[Task requirements]
Could you rewrite the rows between the line holding "Where can you find the parnassia" and the line holding "(1158, 571)", inclusive, with "white petal with veins" swapped for "veined white petal" and nothing else changed? Leave the pictures out of your answer.

[Records for the task]
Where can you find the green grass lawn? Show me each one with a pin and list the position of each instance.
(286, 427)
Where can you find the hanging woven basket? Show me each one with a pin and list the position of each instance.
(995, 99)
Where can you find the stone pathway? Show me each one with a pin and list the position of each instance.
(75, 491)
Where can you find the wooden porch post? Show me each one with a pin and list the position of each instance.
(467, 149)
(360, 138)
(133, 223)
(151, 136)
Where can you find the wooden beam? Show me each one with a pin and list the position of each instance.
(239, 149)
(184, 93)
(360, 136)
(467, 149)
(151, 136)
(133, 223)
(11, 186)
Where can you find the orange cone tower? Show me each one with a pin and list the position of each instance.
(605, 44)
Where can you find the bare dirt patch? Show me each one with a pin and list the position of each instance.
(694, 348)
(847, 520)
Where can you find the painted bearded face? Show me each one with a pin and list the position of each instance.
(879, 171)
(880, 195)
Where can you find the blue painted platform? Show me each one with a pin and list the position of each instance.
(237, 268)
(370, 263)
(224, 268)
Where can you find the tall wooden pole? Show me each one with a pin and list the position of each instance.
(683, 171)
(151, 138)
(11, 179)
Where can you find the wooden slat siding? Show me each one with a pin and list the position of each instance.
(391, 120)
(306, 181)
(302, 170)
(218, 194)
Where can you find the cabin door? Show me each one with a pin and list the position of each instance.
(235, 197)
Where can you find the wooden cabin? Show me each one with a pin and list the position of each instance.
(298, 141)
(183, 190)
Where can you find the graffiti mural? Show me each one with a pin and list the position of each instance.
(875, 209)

---

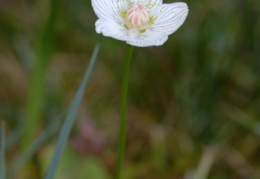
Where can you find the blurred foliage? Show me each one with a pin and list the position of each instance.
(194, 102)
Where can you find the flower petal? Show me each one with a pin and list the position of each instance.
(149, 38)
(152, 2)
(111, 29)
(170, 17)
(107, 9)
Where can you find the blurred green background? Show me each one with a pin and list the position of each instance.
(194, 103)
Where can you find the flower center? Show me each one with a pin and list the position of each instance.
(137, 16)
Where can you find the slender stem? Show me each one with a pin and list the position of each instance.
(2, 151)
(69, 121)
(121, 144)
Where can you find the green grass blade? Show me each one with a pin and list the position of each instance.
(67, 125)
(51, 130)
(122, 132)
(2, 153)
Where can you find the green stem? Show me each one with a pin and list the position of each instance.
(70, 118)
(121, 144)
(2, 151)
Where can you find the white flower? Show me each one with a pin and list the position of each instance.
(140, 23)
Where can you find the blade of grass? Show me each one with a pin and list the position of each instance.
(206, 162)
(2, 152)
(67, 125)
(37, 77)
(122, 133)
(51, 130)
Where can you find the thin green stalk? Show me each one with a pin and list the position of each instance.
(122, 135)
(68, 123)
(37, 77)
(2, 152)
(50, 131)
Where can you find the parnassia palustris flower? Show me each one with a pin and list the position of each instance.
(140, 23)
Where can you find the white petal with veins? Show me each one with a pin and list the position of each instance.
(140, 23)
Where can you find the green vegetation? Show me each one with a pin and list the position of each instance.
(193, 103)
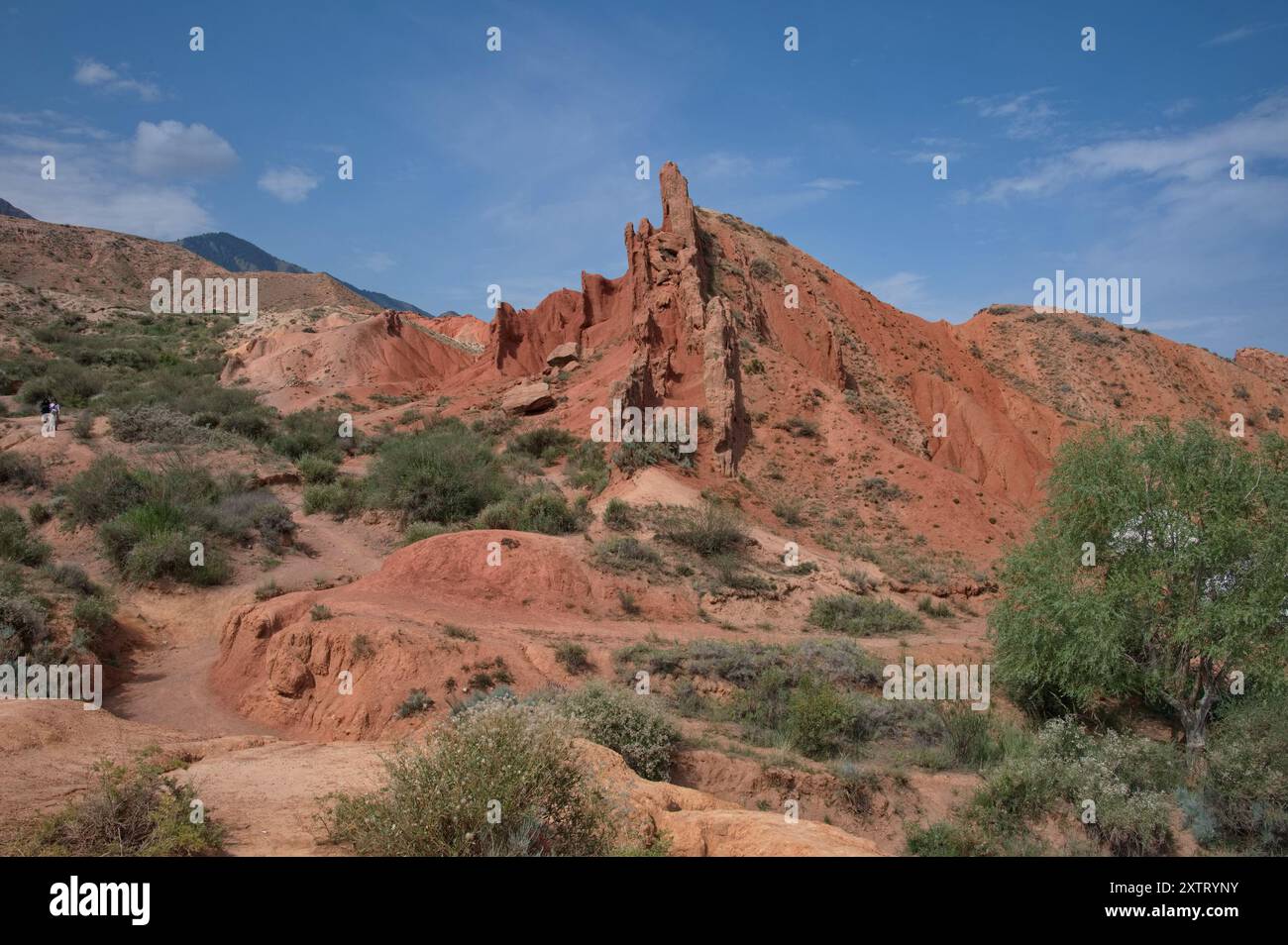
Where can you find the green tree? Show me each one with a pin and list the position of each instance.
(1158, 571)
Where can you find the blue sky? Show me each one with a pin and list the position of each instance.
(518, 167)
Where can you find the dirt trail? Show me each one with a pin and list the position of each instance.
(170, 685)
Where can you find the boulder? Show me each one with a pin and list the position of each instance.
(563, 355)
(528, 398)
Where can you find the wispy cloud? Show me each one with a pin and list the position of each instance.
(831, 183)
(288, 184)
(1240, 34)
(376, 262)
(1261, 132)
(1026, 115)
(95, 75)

==

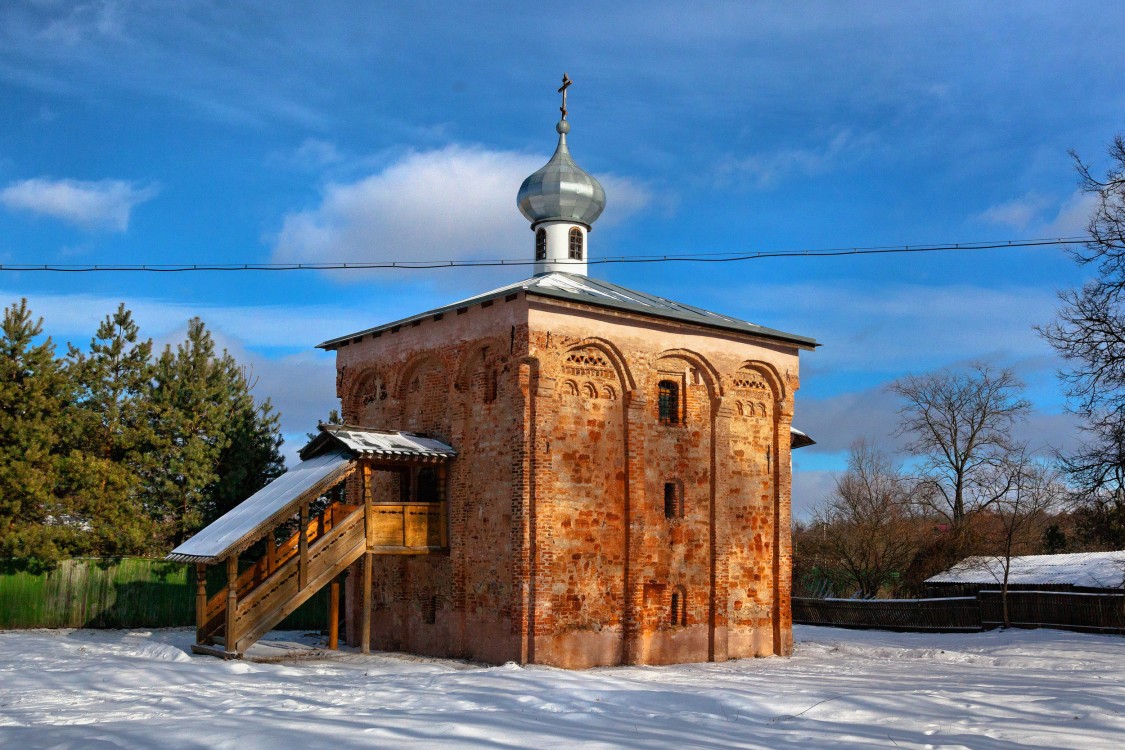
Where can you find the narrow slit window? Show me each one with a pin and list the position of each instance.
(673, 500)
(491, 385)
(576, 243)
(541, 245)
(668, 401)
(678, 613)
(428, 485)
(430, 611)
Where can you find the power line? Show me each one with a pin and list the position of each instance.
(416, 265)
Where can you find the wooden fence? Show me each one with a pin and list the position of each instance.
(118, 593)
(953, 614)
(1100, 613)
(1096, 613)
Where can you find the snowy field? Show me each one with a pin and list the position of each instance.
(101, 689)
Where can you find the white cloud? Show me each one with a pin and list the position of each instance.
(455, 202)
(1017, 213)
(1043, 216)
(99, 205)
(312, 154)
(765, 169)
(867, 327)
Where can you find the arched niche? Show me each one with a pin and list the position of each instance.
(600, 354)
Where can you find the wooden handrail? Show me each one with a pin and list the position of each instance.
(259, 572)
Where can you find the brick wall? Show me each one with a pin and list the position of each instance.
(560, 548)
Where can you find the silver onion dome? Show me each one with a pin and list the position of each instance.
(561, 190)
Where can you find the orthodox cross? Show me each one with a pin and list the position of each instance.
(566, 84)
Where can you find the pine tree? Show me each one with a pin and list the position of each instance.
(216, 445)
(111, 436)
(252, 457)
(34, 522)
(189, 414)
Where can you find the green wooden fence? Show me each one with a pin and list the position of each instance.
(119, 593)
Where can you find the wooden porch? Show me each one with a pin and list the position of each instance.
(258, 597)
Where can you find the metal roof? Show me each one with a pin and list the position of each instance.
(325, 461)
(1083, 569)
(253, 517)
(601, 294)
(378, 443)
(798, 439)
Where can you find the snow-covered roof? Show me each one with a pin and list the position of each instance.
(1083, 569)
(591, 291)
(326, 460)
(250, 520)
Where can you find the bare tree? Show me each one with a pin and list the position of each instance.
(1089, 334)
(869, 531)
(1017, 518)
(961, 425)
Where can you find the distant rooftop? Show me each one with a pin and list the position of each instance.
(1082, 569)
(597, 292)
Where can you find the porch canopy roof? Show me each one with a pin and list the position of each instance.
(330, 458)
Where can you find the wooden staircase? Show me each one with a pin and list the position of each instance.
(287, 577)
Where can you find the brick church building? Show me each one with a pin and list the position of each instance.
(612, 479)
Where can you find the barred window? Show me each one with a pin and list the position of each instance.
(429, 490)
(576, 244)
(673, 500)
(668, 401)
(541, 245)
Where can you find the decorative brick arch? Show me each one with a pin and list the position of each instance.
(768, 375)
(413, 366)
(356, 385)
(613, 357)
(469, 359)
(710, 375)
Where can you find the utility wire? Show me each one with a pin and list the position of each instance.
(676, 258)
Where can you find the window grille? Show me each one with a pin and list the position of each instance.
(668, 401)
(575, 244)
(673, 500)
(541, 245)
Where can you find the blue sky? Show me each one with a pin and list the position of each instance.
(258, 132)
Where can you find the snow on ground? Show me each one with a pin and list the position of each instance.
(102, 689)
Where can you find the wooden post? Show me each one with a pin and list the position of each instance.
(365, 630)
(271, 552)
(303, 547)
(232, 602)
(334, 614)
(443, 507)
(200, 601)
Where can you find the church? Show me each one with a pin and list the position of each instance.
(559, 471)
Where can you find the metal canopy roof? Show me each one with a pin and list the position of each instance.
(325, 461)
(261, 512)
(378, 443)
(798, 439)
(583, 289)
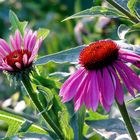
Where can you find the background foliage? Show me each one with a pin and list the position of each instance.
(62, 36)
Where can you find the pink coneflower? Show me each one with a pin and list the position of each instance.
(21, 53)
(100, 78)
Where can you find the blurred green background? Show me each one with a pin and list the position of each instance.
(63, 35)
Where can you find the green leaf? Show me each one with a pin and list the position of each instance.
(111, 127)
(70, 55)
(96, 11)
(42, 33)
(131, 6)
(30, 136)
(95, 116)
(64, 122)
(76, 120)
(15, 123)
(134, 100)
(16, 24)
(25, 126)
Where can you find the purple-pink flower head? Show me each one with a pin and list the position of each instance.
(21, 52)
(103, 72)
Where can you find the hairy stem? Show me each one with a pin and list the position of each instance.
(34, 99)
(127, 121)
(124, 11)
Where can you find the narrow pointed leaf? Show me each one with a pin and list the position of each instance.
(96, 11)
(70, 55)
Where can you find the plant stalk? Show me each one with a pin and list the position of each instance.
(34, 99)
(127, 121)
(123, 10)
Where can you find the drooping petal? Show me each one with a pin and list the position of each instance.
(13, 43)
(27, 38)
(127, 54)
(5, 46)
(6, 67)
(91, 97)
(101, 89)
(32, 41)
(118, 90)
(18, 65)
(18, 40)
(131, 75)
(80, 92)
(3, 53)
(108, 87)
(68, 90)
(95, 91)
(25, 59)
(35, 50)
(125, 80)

[Solution for this task]
Where can you find the parnassia palustris flower? Show me each one with a pin and list the position of each instance.
(140, 23)
Where can you find the veined white petal? Show me each one with a pin and list the position of each instance.
(140, 23)
Where can you find the green vegetation? Show me each one with a pin and list the position of each instance.
(193, 103)
Where can you find the green tree? Show me each one with a pin and list the position of each instance.
(1158, 571)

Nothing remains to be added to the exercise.